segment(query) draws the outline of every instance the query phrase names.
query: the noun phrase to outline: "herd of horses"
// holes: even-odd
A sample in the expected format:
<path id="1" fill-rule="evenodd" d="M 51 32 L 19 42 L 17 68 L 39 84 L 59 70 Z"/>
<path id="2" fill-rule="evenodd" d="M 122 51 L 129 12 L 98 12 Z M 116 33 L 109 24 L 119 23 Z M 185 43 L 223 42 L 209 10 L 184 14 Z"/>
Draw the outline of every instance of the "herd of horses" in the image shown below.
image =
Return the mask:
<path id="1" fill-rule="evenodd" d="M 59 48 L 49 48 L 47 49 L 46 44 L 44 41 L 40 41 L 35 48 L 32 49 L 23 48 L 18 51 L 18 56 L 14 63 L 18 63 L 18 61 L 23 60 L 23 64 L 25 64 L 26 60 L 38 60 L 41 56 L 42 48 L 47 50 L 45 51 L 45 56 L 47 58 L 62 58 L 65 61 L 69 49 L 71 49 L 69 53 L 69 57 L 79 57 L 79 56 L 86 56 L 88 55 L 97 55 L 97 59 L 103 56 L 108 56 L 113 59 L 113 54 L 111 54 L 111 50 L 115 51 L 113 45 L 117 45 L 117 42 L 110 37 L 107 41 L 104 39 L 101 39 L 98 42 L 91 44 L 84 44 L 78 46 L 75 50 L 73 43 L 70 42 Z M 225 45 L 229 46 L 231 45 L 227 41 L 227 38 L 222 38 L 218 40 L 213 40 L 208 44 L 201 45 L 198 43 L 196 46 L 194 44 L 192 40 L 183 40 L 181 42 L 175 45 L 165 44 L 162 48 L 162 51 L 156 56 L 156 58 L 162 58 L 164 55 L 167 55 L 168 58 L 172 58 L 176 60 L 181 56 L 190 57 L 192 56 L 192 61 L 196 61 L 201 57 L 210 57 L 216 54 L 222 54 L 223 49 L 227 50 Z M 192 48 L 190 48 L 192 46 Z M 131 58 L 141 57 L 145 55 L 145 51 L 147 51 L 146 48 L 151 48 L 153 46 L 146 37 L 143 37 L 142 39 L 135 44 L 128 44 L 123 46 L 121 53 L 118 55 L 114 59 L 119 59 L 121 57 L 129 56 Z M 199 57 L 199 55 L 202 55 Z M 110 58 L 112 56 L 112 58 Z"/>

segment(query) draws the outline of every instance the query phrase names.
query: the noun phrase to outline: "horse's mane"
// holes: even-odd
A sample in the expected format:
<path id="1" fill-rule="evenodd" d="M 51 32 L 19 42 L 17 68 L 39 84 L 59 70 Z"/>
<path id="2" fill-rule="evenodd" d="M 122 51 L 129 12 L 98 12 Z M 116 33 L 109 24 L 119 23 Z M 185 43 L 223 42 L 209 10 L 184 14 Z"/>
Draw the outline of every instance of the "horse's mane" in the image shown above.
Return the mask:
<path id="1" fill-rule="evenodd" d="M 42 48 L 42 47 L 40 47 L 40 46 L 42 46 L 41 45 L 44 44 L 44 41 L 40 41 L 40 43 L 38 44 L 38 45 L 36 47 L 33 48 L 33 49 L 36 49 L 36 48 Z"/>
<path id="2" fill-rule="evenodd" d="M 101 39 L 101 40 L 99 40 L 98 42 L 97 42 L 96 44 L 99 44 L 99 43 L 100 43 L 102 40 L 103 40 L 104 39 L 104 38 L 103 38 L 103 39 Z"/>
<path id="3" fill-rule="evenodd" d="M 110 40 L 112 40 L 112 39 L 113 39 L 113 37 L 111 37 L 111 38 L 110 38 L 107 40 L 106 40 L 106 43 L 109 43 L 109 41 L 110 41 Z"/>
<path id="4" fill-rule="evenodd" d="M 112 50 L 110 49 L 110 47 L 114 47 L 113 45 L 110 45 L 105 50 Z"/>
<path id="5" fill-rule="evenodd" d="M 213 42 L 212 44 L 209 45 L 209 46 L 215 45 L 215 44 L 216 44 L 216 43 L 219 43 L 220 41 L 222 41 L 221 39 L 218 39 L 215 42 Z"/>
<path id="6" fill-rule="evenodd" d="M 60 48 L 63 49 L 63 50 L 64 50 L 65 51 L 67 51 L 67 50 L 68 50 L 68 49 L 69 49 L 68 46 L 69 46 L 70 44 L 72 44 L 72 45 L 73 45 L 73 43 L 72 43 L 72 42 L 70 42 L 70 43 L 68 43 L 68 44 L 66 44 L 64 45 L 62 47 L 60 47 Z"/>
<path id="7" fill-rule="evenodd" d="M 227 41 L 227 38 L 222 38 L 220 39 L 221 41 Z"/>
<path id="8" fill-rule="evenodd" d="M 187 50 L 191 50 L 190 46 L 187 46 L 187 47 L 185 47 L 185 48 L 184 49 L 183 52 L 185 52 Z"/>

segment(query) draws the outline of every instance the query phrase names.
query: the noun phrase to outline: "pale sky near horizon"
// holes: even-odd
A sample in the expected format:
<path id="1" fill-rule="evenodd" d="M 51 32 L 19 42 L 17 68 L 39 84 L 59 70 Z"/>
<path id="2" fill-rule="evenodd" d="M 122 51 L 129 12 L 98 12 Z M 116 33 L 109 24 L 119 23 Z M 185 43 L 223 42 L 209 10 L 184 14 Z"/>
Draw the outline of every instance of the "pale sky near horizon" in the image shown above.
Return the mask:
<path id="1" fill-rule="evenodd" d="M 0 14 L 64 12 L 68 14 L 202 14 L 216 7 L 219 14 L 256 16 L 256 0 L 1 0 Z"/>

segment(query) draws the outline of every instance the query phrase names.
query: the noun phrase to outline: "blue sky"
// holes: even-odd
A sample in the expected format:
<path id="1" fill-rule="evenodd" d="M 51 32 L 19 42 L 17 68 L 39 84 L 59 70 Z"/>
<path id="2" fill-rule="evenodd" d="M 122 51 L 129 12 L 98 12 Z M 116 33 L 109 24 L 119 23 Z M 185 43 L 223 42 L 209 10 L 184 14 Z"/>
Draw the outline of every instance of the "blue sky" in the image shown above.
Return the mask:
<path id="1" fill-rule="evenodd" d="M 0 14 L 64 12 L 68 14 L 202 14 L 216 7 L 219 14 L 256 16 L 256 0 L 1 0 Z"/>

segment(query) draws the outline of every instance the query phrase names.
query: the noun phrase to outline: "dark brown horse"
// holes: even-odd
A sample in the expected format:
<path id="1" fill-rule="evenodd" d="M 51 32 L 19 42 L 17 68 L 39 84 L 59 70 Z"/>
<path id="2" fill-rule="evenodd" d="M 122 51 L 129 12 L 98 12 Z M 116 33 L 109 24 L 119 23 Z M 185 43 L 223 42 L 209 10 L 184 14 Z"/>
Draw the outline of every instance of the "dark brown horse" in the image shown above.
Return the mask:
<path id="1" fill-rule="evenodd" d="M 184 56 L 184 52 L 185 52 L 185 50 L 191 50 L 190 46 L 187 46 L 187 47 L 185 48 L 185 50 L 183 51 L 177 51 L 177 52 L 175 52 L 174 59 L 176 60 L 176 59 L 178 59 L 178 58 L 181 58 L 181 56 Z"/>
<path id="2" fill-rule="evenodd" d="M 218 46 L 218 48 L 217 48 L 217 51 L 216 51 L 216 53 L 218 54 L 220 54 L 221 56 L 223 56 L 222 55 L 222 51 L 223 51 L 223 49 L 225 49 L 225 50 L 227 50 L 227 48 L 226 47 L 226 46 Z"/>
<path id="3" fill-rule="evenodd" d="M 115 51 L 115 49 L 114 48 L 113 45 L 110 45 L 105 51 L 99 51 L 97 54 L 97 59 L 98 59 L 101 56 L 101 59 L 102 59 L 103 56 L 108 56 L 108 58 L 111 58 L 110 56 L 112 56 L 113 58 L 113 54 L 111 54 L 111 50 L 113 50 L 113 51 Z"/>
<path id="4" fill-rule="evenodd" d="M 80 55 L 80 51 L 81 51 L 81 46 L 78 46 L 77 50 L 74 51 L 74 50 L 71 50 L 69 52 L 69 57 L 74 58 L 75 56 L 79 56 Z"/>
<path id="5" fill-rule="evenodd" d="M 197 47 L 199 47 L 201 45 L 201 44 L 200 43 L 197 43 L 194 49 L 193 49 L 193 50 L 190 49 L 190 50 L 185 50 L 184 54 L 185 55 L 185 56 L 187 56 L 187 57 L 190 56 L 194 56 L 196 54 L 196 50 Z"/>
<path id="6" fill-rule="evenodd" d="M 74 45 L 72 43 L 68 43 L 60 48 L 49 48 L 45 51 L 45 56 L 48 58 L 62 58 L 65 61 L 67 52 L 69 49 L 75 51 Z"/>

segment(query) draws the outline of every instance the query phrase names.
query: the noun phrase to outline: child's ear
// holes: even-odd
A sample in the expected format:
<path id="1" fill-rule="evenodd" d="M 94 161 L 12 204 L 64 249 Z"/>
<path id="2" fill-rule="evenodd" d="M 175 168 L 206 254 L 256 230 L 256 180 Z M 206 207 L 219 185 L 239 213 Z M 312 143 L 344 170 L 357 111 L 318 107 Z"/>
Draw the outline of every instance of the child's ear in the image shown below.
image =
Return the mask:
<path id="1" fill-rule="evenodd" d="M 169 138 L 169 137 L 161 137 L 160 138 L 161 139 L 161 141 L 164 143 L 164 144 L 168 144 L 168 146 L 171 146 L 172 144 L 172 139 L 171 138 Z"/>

▶ _Your objective_:
Return every line from the items above that contains the string "herd", treating uppercase and lowercase as different.

▶ _In response_:
query: the noun phrase to outline: "herd of horses"
Draw the outline of every instance of the "herd of horses" in the image shown below.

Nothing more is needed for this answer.